* WHAT TO DO:
Omit the images, then output each of the records below exactly.

##### MATERIAL PROVIDED #####

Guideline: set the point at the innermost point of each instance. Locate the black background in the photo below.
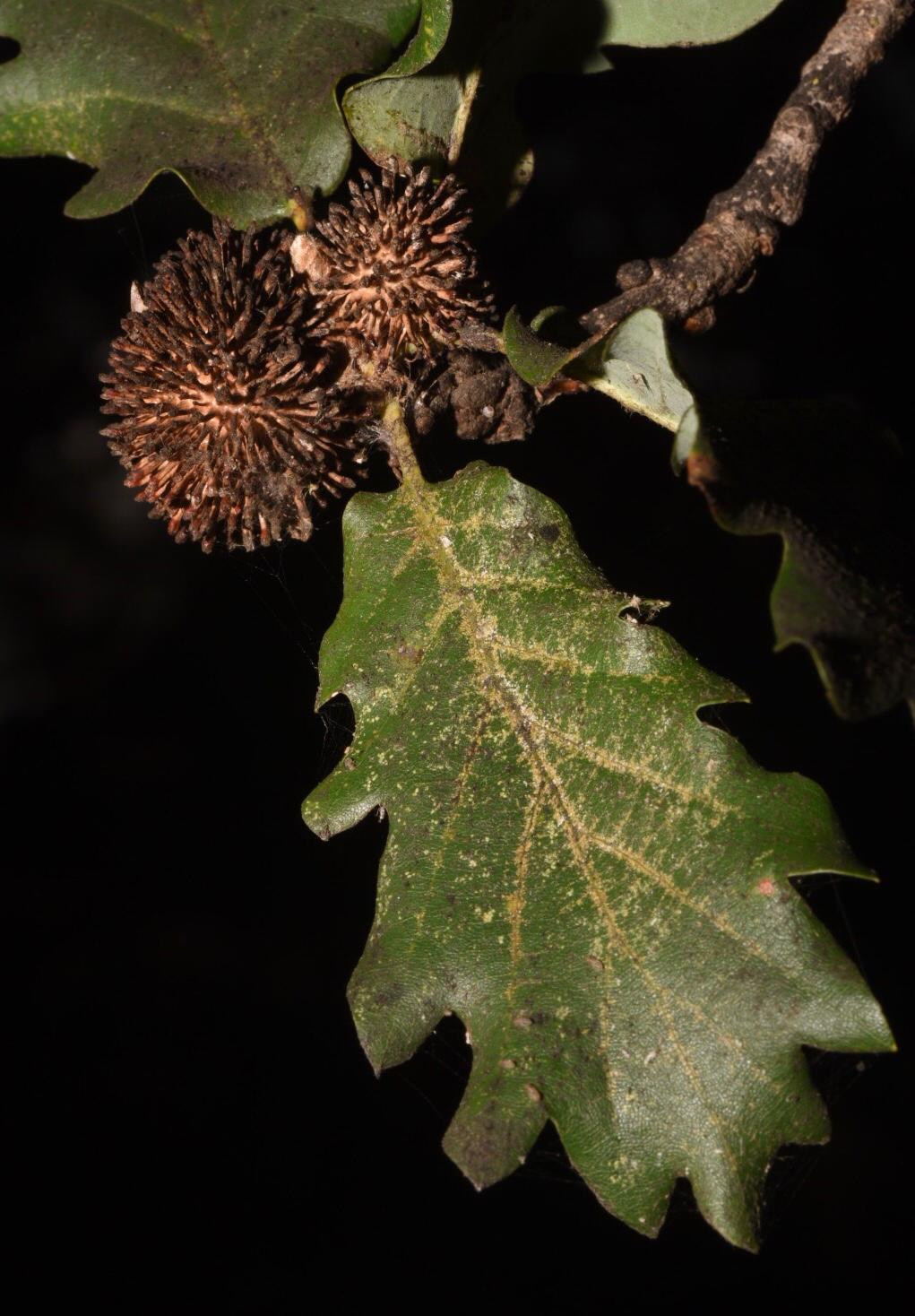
(199, 1130)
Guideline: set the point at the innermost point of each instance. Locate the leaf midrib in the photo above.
(439, 549)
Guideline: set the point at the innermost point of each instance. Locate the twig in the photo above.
(743, 222)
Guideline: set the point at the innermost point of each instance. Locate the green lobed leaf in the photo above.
(236, 96)
(681, 22)
(841, 494)
(451, 99)
(408, 117)
(596, 882)
(631, 363)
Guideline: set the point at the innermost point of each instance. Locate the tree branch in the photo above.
(743, 222)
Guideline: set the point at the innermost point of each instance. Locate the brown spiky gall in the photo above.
(231, 425)
(393, 273)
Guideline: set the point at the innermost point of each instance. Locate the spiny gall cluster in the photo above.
(393, 273)
(230, 422)
(242, 374)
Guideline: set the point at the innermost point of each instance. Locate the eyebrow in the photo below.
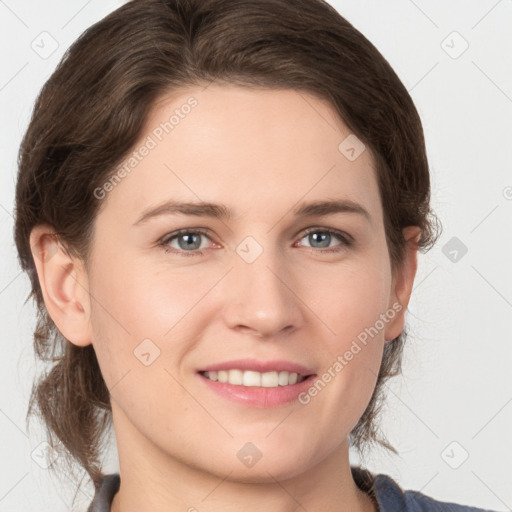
(222, 212)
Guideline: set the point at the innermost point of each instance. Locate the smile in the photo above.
(250, 378)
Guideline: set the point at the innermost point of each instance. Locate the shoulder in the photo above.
(391, 497)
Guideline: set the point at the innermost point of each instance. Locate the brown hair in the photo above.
(91, 111)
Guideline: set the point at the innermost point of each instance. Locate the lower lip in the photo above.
(258, 396)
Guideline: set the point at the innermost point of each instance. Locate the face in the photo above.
(202, 315)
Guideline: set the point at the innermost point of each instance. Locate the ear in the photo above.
(403, 280)
(64, 285)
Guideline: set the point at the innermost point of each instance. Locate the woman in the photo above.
(219, 204)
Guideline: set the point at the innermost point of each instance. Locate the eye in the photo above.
(321, 238)
(188, 241)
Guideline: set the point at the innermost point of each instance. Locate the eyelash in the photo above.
(345, 239)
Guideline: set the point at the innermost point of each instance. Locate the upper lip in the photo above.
(259, 366)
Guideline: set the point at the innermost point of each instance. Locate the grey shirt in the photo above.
(384, 491)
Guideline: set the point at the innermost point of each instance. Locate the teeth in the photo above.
(250, 378)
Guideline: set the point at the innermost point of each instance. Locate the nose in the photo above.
(260, 298)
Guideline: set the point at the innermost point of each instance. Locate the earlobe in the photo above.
(402, 283)
(63, 284)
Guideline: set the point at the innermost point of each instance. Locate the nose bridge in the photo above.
(260, 298)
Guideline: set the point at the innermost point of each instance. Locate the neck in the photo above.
(152, 480)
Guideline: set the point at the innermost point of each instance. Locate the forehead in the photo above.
(257, 150)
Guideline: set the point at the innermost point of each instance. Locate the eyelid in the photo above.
(345, 238)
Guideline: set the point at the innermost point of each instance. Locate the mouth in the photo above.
(251, 378)
(263, 384)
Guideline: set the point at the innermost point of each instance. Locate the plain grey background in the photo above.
(450, 414)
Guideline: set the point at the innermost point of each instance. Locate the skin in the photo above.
(261, 153)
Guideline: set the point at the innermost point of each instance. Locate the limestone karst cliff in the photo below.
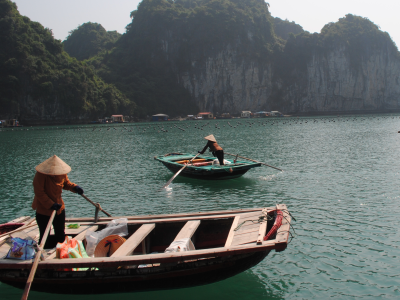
(226, 55)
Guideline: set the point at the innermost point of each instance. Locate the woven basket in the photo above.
(107, 246)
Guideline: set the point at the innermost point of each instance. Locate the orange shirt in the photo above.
(213, 147)
(48, 189)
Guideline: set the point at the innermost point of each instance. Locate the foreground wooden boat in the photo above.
(202, 167)
(226, 243)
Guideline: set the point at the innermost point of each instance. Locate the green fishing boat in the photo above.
(205, 167)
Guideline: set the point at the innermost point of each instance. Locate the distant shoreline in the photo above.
(34, 123)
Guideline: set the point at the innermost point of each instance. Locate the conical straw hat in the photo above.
(53, 166)
(211, 138)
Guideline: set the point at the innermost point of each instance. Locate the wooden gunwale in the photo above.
(170, 216)
(279, 244)
(140, 259)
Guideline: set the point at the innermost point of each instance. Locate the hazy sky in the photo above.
(312, 15)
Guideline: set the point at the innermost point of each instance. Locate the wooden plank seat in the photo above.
(134, 240)
(79, 237)
(188, 230)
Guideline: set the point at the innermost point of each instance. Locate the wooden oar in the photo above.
(177, 173)
(254, 161)
(37, 258)
(96, 205)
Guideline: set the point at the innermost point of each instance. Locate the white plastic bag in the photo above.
(118, 227)
(180, 245)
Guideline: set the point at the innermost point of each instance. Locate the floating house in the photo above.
(276, 113)
(261, 114)
(9, 123)
(225, 116)
(159, 117)
(118, 119)
(245, 114)
(205, 115)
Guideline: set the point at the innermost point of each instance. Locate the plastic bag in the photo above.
(21, 249)
(118, 227)
(71, 248)
(180, 245)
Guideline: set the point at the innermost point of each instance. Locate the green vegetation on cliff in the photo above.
(88, 40)
(166, 37)
(38, 80)
(283, 28)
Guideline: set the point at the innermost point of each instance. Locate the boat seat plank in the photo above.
(232, 232)
(251, 216)
(245, 238)
(247, 231)
(75, 231)
(134, 240)
(188, 230)
(20, 219)
(247, 226)
(81, 236)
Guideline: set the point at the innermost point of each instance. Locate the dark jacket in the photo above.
(213, 147)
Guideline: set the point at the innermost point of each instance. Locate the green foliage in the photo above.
(34, 69)
(88, 40)
(283, 28)
(165, 37)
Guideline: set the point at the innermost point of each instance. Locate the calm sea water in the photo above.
(340, 181)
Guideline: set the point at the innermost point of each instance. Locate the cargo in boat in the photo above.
(205, 167)
(224, 243)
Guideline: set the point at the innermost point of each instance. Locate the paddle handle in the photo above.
(177, 173)
(96, 205)
(37, 258)
(254, 161)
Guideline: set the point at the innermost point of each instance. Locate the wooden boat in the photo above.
(203, 168)
(225, 244)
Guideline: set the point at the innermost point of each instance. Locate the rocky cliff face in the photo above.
(333, 84)
(330, 83)
(226, 83)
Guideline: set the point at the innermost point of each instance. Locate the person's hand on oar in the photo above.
(177, 173)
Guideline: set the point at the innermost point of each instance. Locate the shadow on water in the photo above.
(243, 286)
(237, 183)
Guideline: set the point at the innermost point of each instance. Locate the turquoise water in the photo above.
(340, 181)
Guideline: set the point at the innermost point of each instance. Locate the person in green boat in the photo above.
(216, 149)
(50, 179)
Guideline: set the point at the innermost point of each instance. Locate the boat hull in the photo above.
(210, 172)
(206, 175)
(181, 275)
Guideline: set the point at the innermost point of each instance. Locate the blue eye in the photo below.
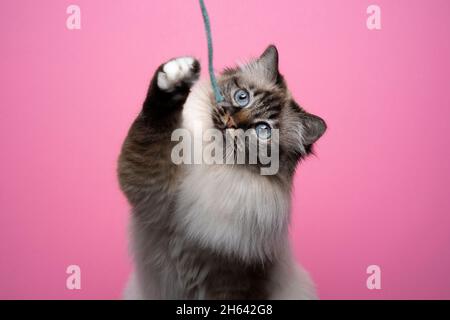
(242, 97)
(263, 131)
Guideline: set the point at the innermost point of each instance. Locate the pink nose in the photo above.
(230, 123)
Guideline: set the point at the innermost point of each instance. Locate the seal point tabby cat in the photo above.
(214, 231)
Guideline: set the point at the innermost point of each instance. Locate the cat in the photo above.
(214, 231)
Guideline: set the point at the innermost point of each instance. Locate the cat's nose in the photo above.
(229, 122)
(230, 109)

#####

* RESPONSE TO THE EXERCISE:
Guideline: set the point at the innermost point of each instance. Locate the black background in the photo below.
(199, 1130)
Guideline: set the point at the innermost point of each instance. Locate the leaf midrib in the photo above.
(439, 549)
Guideline: set the point at the innermost point of each instance. Locate the twig in the photo above.
(743, 222)
Guideline: set the point at the innermost point of each instance. Locate the green lobed leaf in the photo above.
(236, 96)
(681, 22)
(841, 494)
(451, 99)
(408, 117)
(596, 882)
(631, 363)
Guideline: set the point at the innermost point of each instance. Locate the tree branch in the photo above.
(743, 222)
Guideline: set the point at the innermost point of each instance. Locate the brown spiky gall in the photo above.
(231, 425)
(393, 273)
Guideline: set the point at the innermost point of each instance. Locate the spiny gall cluster in the photo above.
(393, 273)
(230, 422)
(242, 374)
Guideline: set the point at the innermost point of each instance. Locate the eyebrow in the photo below.
(222, 212)
Guideline: set the point at the innermost point of each instance. Locate the smile in the photo above.
(250, 378)
Guideline: set the point at the innermost point of each instance. Locate the shoulder in the photo above.
(391, 497)
Guideline: set the point at the innermost point of each instance. Locate the brown hair in the photo above.
(91, 111)
Guideline: set the point at the innermost point of each instance. Locate the lower lip in the photo above.
(258, 396)
Guideline: set the point at the innermost point of each instance. Locate the face in the photo above.
(202, 315)
Guideline: set the point at the innermost point of each instance. Locate the ear in the photo above.
(403, 280)
(64, 285)
Guideline: set the point at the innermost point of each instance. Locate the woman in the photo above.
(219, 204)
Guideline: set the point at the innermost point of each instance. Locate the eye in the photo above.
(321, 238)
(188, 241)
Guideline: set the point at the innermost point of each instance. Locate the eyelash in the photo above.
(345, 239)
Guideline: set the point at the innermost point of each instance. Locate the upper lip in the photo above.
(259, 366)
Guideline: set the point at the innermost point of each instance. Locate the grey shirt in the photo above.
(384, 491)
Guideline: set the point at the innermost point of each instance. Locate the teeth in the photo above.
(250, 378)
Guideline: set the point at the innermost point of each instance. Locate the nose in the photo above.
(260, 298)
Guideline: set the point at the innermost point of each instance. Locate the earlobe in the photo above.
(402, 283)
(63, 284)
Guideline: set the point at the innermost point of each instance. Locate the nose bridge in the photo above.
(260, 298)
Guideline: set the point at the innermost point of each instance. Locate the neck in the photo above.
(152, 480)
Guideline: set the point at the innermost point of each instance. Locate the forehead in the photo above.
(257, 150)
Guideline: set the point at the innermost point of each instance. Locate the eyelid in the photo above.
(345, 238)
Guideline: set the point at the innermost point of each instance. Locate the mouth in the photo above.
(251, 378)
(263, 384)
Guideline: set the point at the innermost point of each instance. Locate the plain grey background in the photo above.
(450, 414)
Guideline: set the point at the innermost point of each instance. Locate the skin in the photo above.
(261, 153)
Guideline: set the point at the innermost point of each instance. Locate the limestone karst cliff in the photo below.
(226, 55)
Guideline: set the point at the innermost point of each instance. Locate the woven basket in the photo above.
(107, 246)
Guideline: set the point at the innermost point of each instance. Locate the orange shirt in the photo above.
(213, 147)
(48, 189)
Guideline: set the point at the innermost point of each instance. Locate the foreground wooden boat in the photo above.
(202, 167)
(226, 243)
Guideline: set the point at the innermost point of each instance. Locate the green fishing boat in the photo above.
(205, 167)
Guideline: set the point at the innermost point of each instance. Locate the distant shoreline in the photo above.
(34, 123)
Guideline: set the point at the innermost point of each instance. Locate the conical straw hat in the photo above.
(53, 166)
(211, 138)
Guideline: set the point at the innermost point of each instance. Locate the wooden gunwale in the photo above.
(170, 216)
(279, 244)
(140, 259)
Guideline: set the point at the innermost point of each instance. Locate the hazy sky in the photo above.
(312, 15)
Guideline: set the point at the innermost point of each instance. Locate the wooden plank seat in the photo above.
(134, 240)
(79, 237)
(188, 230)
Guideline: set the point at the innermost point of each instance. Locate the wooden oar in the photo above.
(177, 173)
(254, 161)
(37, 258)
(96, 205)
Guideline: set the point at the innermost point of each instance. Locate the white plastic bag in the photo above.
(118, 227)
(180, 245)
Guideline: set the point at the innermost point of each instance. Locate the floating house in the photo above.
(276, 113)
(261, 114)
(9, 123)
(225, 116)
(159, 117)
(118, 119)
(245, 114)
(205, 115)
Guideline: set the point at the innermost point of each instance. Locate the plastic bag in the photo above.
(21, 249)
(118, 227)
(71, 248)
(180, 245)
Guideline: set the point at the innermost point of each instance. Locate the green vegetation on cliff in the photo above.
(88, 40)
(166, 37)
(38, 80)
(283, 28)
Guideline: set the point at the innermost point of each instance. Locate the boat seat plank in the photo above.
(232, 232)
(251, 216)
(245, 238)
(247, 231)
(75, 231)
(134, 240)
(188, 230)
(20, 219)
(247, 226)
(81, 236)
Guideline: set the point at the innermost point of each instance. Locate the dark jacket in the photo above.
(213, 147)
Guideline: set the point at the innermost point of each instance. Locate the green foliage in the photo above.
(34, 69)
(88, 40)
(283, 28)
(165, 37)
Guideline: set the point at the innermost point of each instance. Locate the calm sea water in the photo above.
(340, 181)
Guideline: set the point at the innermost point of each instance. Locate the cargo in boat in the photo above.
(205, 167)
(224, 243)
Guideline: set the point at the innermost point of each instance. Locate the paddle handle in the photo above.
(177, 173)
(96, 205)
(37, 258)
(254, 161)
Guideline: set the point at the innermost point of each instance. Locate the wooden boat in the photo above.
(203, 168)
(225, 244)
Guideline: set the point at the innermost point of each instance. Locate the rocky cliff face in the photo above.
(333, 84)
(330, 83)
(226, 83)
Guideline: set the point at the innermost point of each instance. Locate the person's hand on oar in the photo above.
(177, 173)
Guideline: set the point at the innermost point of each instance. Locate the shadow on water in the photo above.
(243, 286)
(237, 183)
Guideline: set the point at the innermost point of each instance. Locate the turquoise water in the photo above.
(340, 181)
Guideline: set the point at the innermost point of each instance. Locate the person in green boat in the photo above.
(216, 149)
(50, 179)
Guideline: set the point at the innermost point of each instance. Locate the boat hull in the photo above.
(210, 172)
(206, 175)
(181, 275)
Guideline: set the point at the innermost point of each instance. Locate the blue eye in the photo below.
(242, 97)
(263, 131)
Guideline: set the point at the innermost point of each instance. Locate the pink nose in the photo above.
(230, 123)
Guideline: set the point at the innermost point of each instance. Locate the seal point tabby cat in the photo above.
(214, 231)
Guideline: set the point at the innermost point of each instance. Locate the cat in the photo above.
(214, 231)
Guideline: set the point at the innermost point of each instance. Locate the cat's nose in the photo above.
(229, 122)
(230, 109)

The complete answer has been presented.